- WHAT YOU SHOULD DO -
Copy every line of the material below word for word, keeping its punctuation, spacing, and line order unchanged.

— BEGIN GIVEN ENTRIES —

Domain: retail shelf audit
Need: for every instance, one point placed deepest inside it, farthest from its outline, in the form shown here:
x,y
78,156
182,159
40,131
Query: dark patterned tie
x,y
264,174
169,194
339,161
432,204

— END GIVEN ENTRIES —

- RESPONSE TO THIS TASK -
Domain: retail shelf audit
Need: for every instance, one point placed deepest inside it, farthest from its outline, in the form shown here:
x,y
78,156
182,159
40,131
Query: dark patterned tie
x,y
264,174
169,194
339,161
432,204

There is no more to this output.